=== Your objective ===
Nothing but the pictures gets dropped; retype every entry exactly.

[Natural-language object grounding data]

◇ ◇ ◇ ◇

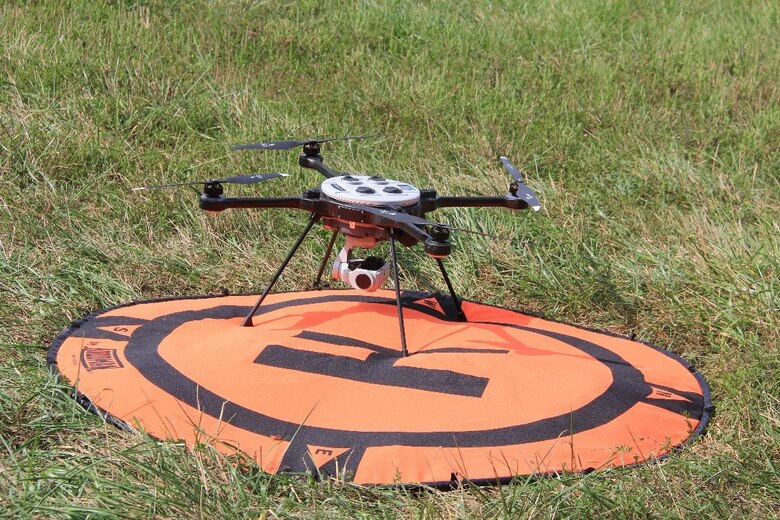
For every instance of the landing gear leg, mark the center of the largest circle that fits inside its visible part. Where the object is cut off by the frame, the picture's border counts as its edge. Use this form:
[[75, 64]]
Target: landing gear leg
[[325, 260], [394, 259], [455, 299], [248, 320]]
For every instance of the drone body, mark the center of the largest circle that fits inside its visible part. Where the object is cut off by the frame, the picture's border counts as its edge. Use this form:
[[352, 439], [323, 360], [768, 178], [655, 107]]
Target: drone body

◇ ◇ ◇ ◇

=== Response for this exercise ===
For every instance of the landing gear leg, mark the center of the largest circle that fits inside its visible part. Where the object is cut off by the frame, the picture's border counts as its edge. Use this form:
[[75, 64]]
Target: landing gear leg
[[325, 260], [394, 259], [455, 299], [248, 320]]
For every instance of the drone body, mark the center of the largest circle that fits inside its visible part. Where the object is cut off by the frame, the picture's border counts as its edge. Use this form:
[[352, 439], [323, 360], [768, 178], [655, 107]]
Target: drone body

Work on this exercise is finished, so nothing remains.